● **EJERCICIOS POR RESOLVER**
[A] ¿Qué esfuerzos de Dallas enumera el artículo sobre Dallas como insuficientes para librarse de su mala fama? Enuméralos todos.
[B] Responde con datos del artículo sobre Dallas:
(i) ¿Quién lo firma?
(ii) ¿Qué día de la semana y en qué fecha se publicó?
(iii) ¿Cuántos museos abren semanalmente en la zona metropolitana, según el texto?

De manera injusta Dallas cuelga el sambenito de ciudad malvada desde hace décadas
Emilio Amezcua
domingo, 10 de julio de 2016, 11:37 h (CET)
Parece que invertir constantemente en nuevos proyectos urbanos, tener abiertos semanalmente más de ciento sesenta museos en la zona metropolitana o trabajar incansablemente en el crecimiento de la industria local de las tecnologías de la información, no son esfuerzos meritorios suficientes para dejar de cargar con una culpa inmerecida. De manera injusta Dallas cuelga el sambenito de ciudad malvada desde hace décadas y los desafortunados hechos acontecidos allí este pasado jueves sanferminero perpetúan el castigo del desprestigio impuesto por muchos ciudadanos de memoria selectiva y recuerdos destructivos que propagan la mala fama y desprecian las virtudes.

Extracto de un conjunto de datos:

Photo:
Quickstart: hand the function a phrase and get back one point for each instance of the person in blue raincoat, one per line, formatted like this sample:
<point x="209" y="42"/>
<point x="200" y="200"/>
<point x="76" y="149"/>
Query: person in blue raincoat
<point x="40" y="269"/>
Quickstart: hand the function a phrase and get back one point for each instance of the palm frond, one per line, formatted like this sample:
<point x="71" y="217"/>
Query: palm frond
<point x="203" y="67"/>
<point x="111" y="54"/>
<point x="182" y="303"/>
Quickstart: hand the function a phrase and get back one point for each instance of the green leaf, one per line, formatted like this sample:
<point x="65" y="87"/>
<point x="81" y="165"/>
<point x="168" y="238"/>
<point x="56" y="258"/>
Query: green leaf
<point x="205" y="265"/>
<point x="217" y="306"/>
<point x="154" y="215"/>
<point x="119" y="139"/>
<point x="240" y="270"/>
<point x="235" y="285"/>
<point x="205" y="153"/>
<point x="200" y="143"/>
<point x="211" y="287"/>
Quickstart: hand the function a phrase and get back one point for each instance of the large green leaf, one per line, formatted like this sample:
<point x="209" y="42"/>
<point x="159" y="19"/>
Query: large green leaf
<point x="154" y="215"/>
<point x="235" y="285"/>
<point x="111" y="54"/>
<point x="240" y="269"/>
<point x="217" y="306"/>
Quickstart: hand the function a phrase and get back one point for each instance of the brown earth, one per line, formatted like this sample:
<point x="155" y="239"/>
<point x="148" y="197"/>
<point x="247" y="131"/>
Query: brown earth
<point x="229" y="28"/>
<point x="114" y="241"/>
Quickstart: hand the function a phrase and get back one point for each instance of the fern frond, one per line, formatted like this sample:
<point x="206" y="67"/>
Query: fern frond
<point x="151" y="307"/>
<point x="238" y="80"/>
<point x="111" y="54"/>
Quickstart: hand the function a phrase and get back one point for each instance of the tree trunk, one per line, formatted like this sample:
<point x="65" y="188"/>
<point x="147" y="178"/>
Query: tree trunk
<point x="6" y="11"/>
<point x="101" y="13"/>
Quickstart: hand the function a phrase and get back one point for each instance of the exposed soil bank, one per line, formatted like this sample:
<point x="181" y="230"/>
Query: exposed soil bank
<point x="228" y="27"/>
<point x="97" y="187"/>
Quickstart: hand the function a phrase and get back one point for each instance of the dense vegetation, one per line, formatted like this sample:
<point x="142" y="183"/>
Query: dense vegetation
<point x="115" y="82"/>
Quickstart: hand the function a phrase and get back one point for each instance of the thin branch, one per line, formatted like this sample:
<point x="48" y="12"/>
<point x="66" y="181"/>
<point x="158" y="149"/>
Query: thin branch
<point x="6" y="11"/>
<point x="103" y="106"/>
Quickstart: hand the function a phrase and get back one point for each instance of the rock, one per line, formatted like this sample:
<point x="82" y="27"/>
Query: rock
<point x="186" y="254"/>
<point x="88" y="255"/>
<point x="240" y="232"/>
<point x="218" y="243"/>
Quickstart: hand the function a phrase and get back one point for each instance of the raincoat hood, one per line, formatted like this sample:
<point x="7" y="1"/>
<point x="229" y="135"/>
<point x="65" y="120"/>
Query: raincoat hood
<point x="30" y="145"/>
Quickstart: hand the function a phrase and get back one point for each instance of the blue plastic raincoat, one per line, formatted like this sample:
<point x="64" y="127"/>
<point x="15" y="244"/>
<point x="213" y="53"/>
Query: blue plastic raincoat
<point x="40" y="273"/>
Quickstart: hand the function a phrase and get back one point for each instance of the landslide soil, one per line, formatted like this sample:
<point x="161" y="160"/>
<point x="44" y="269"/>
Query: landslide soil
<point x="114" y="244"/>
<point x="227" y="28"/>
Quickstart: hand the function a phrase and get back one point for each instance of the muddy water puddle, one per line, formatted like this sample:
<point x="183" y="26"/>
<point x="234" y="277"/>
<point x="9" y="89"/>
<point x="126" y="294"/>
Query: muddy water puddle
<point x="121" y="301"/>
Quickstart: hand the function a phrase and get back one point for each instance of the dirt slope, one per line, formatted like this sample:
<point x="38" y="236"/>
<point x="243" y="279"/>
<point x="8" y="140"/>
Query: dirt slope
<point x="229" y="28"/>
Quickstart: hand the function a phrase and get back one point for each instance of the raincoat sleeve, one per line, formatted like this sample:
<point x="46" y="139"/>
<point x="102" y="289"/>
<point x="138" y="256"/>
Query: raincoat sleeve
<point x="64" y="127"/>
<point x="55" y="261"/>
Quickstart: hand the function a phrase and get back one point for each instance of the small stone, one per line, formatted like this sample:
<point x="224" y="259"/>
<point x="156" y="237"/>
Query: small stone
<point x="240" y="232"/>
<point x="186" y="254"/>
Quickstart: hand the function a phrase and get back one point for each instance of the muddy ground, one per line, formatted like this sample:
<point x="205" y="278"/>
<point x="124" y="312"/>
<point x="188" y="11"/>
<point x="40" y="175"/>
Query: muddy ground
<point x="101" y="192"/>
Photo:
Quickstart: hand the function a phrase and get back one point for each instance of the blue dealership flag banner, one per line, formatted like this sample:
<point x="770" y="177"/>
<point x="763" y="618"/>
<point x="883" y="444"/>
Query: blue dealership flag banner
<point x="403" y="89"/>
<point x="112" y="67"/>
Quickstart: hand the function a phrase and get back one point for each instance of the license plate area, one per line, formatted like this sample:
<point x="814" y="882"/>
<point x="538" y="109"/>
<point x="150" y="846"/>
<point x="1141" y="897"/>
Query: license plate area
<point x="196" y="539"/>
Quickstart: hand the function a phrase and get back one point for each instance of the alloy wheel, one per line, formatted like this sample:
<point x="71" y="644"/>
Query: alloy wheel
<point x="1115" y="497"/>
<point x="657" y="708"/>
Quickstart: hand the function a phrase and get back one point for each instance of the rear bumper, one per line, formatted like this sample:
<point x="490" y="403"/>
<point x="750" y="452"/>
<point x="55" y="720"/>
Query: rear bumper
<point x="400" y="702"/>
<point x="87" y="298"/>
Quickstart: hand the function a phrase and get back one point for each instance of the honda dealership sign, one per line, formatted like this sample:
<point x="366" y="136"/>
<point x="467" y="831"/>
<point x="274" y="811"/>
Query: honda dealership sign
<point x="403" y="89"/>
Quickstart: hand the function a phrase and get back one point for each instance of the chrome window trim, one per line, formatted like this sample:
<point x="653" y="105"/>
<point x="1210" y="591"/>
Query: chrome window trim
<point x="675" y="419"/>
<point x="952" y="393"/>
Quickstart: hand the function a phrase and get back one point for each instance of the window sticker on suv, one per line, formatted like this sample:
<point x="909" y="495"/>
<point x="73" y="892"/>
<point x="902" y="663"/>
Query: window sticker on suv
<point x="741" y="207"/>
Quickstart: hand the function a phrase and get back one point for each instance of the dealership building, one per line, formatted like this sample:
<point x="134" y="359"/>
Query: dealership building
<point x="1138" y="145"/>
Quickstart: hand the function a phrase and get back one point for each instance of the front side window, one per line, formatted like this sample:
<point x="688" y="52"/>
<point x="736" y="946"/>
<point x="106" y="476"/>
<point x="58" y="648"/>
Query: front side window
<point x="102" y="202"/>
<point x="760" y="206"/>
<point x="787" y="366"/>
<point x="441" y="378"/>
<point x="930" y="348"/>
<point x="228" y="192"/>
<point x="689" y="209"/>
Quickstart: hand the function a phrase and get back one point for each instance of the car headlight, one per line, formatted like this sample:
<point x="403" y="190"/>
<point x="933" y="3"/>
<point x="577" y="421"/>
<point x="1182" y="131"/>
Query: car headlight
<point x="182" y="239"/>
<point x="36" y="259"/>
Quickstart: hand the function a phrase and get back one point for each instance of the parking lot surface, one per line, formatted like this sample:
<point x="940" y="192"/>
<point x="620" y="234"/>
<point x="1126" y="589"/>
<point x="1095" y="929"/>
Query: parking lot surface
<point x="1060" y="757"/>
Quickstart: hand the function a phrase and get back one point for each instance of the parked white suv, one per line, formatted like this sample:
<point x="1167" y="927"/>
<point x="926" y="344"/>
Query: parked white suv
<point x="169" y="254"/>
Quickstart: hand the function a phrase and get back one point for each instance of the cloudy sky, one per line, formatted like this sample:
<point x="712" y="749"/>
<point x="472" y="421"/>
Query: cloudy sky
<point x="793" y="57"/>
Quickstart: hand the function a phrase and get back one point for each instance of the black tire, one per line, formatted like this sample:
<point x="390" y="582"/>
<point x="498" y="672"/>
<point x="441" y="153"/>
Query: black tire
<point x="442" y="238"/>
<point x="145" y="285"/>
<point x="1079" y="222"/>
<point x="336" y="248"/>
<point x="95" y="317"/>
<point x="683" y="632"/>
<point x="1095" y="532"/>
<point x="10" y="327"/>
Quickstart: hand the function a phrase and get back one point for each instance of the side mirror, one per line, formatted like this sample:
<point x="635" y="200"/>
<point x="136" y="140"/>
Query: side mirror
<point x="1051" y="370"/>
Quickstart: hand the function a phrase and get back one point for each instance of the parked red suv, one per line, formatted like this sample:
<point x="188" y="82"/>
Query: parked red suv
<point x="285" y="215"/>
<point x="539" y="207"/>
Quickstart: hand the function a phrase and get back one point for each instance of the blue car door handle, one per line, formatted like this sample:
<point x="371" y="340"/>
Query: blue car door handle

● **RESPUESTAS DEL EJERCICIO**
[A]
- Invertir constantemente en nuevos proyectos urbanos
- Tener abiertos semanalmente más de ciento sesenta museos en la zona metropolitana
- Trabajar incansablemente en el crecimiento de la industria local de las tecnologías de la información

[B]
(i) Emilio Amezcua.
(ii) El domingo 10 de julio de 2016.
(iii) Más de ciento sesenta.